#### ページ
ベースはないが、低音がしっかりと聞こえ、音数が少ない場面でもしっかりとした背景音が築かれている。
昨年は14人という少人数ながら、明確な進歩を見せてくれた西浜。
今年はついに2005年以来の金賞を獲得した。
今年は打楽器・金管がしっかりと音を出そうという意志が見え、聴いていて絵が広がってゆく気持ちになった。
かつて(2006〜2007年)の藤沢西高校の“煽情的ブラス”を彷彿させるかのような、人の気持ちを引きずってゆく管楽器群は特筆ものだった。
指導者の方々の努力が窺われます。
これを機にもっと部員が増えるといいですね。
次回は県大会を期待しています。

湘南学園 22人 コントラバス0 男子1
序曲「サーリセルカの森」[高橋宏樹]

管理人のストライクゾーンにビタッとくる選曲と演奏だった。
低音部の頑張りが光り、特にシンバルがバランスを保ちつつ、効果的であった。
########
(作業内容)
[A] 講評によると、西浜は今年何を獲得したか。
[B] 講評のうち、「ベースはないが、低音がしっか」を含む語句で始まり「指導者の方々の努力が窺われます。」で終わる部分を、そのまま書き出せ。
#### 抜粋データ
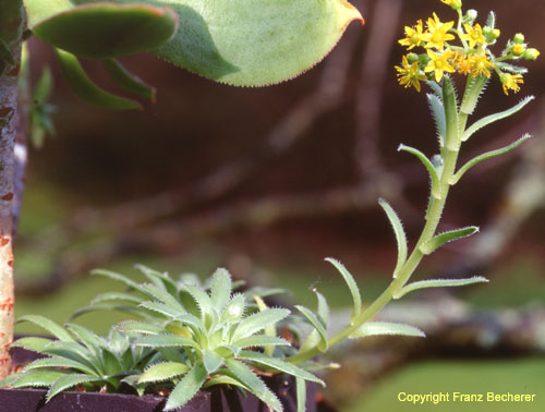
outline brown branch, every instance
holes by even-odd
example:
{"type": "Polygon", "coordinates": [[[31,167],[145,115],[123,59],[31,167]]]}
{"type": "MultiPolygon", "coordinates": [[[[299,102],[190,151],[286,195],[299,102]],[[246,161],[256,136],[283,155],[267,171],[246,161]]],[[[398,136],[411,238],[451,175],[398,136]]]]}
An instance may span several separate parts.
{"type": "Polygon", "coordinates": [[[355,162],[360,179],[373,181],[385,173],[378,149],[380,112],[388,62],[395,43],[396,27],[403,0],[375,2],[373,25],[361,66],[360,88],[355,104],[355,162]]]}
{"type": "MultiPolygon", "coordinates": [[[[362,393],[389,372],[422,359],[543,355],[542,330],[545,307],[518,311],[474,311],[464,303],[445,299],[417,301],[386,308],[380,320],[403,322],[426,332],[425,339],[375,337],[347,342],[331,358],[340,369],[328,373],[328,398],[342,404],[362,393]],[[423,317],[422,314],[425,314],[423,317]]],[[[331,324],[342,325],[350,314],[332,313],[331,324]],[[339,318],[337,318],[339,317],[339,318]],[[344,320],[341,320],[344,319],[344,320]]]]}

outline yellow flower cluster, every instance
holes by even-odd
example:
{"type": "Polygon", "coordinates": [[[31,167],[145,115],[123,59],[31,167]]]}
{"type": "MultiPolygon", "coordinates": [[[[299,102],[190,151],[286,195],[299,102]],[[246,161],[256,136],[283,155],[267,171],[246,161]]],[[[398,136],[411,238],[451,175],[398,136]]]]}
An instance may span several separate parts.
{"type": "Polygon", "coordinates": [[[458,25],[455,22],[441,22],[436,13],[424,23],[419,20],[412,27],[404,28],[405,37],[399,44],[407,47],[408,51],[414,48],[423,48],[424,52],[416,54],[409,52],[403,56],[401,65],[396,65],[399,83],[404,87],[414,87],[421,90],[420,82],[434,80],[439,83],[446,73],[459,73],[462,75],[477,77],[491,77],[495,71],[502,84],[504,92],[519,92],[523,83],[522,74],[516,68],[505,62],[508,59],[535,60],[540,52],[536,49],[528,49],[524,36],[518,34],[513,40],[508,43],[502,54],[496,58],[488,46],[496,43],[500,35],[492,25],[482,27],[475,23],[475,16],[471,12],[462,14],[461,0],[441,0],[450,5],[459,14],[458,25]],[[451,44],[458,38],[459,44],[451,44]],[[510,70],[510,69],[513,70],[510,70]],[[517,73],[510,74],[507,71],[517,73]]]}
########
(設問別の解答)
[A] 2005年以来の金賞を獲得した。

[B]
ベースはないが、低音がしっかりと聞こえ、音数が少ない場面でもしっかりとした背景音が築かれている。
昨年は14人という少人数ながら、明確な進歩を見せてくれた西浜。
今年はついに2005年以来の金賞を獲得した。
今年は打楽器・金管がしっかりと音を出そうという意志が見え、聴いていて絵が広がってゆく気持ちになった。
かつて(2006〜2007年)の藤沢西高校の“煽情的ブラス”を彷彿させるかのような、人の気持ちを引きずってゆく管楽器群は特筆ものだった。
指導者の方々の努力が窺われます。